▸ HOW TO COMPLETE THIS TASK
Rewrite the rows below as a JSON list of strings, one string per line, leaving out any blank lines.

=== Section Start ===

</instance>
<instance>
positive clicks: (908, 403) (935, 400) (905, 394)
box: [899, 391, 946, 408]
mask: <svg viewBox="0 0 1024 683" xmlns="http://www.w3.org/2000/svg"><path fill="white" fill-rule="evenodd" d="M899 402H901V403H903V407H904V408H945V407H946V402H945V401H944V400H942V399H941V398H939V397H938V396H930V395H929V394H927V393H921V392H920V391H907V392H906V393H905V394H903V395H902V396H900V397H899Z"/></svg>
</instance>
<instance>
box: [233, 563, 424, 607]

=== Section End ===

▸ EXPECTED OUTPUT
[
  "</instance>",
  "<instance>",
  "positive clicks: (908, 403) (935, 400) (905, 394)",
  "box: [899, 391, 946, 408]",
  "mask: <svg viewBox=\"0 0 1024 683\" xmlns=\"http://www.w3.org/2000/svg\"><path fill=\"white\" fill-rule=\"evenodd\" d=\"M899 402H901V403H903V407H904V408H945V407H946V402H945V401H944V400H942V399H941V398H939V397H938V396H930V395H929V394H927V393H921V392H920V391H907V392H906V393H905V394H903V395H902V396H900V397H899Z\"/></svg>",
  "</instance>",
  "<instance>",
  "box: [233, 563, 424, 607]"
]